[Collected data entries]
>>
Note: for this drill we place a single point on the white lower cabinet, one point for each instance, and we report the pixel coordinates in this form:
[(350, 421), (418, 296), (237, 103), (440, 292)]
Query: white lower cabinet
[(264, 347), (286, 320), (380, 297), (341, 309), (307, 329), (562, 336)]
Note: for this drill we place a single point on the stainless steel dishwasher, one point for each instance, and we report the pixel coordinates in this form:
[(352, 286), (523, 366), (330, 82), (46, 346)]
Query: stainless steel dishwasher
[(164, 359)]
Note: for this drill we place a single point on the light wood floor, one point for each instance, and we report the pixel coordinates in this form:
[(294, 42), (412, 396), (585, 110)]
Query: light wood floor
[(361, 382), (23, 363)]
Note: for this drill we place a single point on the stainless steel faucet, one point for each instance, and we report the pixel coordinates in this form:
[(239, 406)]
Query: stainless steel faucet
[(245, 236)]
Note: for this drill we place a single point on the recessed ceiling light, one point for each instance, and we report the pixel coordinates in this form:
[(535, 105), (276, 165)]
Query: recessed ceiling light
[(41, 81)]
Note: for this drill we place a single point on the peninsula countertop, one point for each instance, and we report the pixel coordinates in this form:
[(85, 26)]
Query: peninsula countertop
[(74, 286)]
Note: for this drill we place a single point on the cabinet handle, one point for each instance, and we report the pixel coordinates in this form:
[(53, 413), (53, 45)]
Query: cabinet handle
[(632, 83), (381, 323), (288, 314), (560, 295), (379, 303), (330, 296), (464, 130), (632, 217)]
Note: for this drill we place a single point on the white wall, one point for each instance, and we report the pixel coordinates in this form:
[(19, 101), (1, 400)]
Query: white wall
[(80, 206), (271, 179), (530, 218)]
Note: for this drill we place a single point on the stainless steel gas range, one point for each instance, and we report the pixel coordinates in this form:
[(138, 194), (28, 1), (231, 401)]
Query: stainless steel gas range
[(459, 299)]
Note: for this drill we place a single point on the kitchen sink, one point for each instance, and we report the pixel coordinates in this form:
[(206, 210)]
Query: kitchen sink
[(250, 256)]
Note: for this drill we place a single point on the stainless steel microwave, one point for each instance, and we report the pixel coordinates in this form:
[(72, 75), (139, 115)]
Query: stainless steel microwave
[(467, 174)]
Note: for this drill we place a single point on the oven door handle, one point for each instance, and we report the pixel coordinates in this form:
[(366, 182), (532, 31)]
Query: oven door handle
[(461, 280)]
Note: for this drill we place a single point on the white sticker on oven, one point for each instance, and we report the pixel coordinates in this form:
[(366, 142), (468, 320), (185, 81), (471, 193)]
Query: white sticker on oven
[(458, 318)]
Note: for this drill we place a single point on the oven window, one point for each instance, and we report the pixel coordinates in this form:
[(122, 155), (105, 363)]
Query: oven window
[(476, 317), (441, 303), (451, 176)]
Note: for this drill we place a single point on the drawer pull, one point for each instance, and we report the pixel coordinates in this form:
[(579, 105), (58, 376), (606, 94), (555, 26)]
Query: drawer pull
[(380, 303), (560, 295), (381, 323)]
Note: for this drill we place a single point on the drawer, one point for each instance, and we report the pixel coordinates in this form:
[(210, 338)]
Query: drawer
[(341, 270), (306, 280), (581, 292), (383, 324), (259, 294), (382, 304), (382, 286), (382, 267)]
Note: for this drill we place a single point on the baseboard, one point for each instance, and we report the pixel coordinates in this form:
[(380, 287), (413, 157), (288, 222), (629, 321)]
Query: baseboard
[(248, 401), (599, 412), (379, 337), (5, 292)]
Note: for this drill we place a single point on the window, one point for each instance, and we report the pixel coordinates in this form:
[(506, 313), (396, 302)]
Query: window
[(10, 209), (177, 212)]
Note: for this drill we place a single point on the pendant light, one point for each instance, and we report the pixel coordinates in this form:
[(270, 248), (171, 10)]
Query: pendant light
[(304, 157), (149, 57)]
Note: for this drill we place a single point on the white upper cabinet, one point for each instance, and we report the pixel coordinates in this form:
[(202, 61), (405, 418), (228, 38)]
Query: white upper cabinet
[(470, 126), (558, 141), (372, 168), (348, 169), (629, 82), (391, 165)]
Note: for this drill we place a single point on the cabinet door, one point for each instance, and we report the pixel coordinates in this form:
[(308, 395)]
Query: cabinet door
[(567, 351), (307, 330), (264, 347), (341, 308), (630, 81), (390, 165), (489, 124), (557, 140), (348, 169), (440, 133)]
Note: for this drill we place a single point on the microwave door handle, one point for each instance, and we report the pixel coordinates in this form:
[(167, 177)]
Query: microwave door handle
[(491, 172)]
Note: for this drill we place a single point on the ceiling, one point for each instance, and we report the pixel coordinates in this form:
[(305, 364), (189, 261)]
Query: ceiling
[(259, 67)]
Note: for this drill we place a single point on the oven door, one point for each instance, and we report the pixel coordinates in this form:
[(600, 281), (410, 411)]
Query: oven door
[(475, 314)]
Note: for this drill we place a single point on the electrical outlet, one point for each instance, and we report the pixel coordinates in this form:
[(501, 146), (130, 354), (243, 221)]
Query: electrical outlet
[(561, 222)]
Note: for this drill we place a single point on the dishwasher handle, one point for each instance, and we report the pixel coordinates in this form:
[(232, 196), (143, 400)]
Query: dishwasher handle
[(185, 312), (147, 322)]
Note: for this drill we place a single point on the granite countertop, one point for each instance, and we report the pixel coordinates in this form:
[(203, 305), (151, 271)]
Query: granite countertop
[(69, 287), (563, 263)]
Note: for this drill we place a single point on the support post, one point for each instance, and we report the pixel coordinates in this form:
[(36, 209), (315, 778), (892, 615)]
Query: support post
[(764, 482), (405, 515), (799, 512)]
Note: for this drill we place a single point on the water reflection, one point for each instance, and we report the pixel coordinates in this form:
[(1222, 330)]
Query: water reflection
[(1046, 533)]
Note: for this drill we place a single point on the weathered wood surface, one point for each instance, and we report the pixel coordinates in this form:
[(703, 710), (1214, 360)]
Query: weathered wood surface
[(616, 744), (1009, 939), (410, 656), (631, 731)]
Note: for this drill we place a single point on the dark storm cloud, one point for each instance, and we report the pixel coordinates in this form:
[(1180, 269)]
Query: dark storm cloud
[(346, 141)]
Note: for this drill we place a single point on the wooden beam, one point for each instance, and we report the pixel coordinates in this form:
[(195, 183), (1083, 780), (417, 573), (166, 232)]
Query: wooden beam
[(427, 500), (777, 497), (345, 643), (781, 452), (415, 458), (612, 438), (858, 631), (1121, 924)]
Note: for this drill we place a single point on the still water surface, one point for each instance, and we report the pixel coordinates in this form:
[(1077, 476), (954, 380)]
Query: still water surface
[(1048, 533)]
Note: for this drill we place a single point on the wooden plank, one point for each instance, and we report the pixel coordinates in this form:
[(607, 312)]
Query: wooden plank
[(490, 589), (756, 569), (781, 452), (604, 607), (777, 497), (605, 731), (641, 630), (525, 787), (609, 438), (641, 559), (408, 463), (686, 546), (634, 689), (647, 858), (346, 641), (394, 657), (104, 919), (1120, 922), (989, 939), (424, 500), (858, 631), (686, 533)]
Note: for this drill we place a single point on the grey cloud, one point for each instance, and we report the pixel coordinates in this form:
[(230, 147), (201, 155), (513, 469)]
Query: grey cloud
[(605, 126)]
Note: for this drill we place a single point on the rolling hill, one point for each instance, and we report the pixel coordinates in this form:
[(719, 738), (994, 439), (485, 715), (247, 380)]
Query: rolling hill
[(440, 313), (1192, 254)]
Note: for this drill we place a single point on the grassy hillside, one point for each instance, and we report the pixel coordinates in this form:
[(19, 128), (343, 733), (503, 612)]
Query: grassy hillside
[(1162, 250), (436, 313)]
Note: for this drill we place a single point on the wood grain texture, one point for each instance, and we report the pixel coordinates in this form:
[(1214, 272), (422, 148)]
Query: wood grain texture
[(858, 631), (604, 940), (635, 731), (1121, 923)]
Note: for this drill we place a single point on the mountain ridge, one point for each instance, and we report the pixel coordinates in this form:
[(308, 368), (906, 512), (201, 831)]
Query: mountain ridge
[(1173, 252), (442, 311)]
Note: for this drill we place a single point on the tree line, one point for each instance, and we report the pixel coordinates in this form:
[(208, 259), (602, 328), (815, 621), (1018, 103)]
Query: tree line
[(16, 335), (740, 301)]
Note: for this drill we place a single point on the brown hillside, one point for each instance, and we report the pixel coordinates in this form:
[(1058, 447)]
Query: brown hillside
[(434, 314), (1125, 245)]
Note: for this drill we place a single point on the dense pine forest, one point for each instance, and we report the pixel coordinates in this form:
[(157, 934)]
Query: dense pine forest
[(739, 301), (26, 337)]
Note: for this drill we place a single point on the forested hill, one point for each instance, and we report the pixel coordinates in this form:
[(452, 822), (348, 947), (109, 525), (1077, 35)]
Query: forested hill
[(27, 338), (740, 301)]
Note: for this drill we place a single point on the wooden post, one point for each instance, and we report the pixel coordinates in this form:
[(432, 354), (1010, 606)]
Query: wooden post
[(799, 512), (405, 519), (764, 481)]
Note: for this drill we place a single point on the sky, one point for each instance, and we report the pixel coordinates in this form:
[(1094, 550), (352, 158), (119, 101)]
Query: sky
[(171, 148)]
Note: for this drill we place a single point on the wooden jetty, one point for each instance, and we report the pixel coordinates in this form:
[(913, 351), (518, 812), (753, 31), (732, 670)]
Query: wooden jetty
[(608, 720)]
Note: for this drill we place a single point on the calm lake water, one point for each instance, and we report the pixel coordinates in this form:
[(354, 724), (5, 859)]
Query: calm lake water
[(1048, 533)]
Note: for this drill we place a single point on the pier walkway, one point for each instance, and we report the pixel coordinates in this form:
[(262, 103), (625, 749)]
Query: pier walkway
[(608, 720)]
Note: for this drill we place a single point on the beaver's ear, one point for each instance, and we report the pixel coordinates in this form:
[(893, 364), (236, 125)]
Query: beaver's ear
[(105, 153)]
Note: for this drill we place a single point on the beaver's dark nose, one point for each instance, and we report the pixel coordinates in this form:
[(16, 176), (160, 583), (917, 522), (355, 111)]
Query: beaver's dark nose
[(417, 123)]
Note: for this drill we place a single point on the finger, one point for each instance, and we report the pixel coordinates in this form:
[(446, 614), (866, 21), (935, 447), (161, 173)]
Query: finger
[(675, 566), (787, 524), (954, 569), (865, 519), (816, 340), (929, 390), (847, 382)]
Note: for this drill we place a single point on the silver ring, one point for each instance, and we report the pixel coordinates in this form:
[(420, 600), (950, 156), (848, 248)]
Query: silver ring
<<
TASK GOAL:
What lines above contain the word "ring"? Please copy each one.

ANSWER SPACE:
Note: for this drill we place a single point on the silver ring, one point for each instance, and we report the pixel coordinates in this form:
Query: silver ring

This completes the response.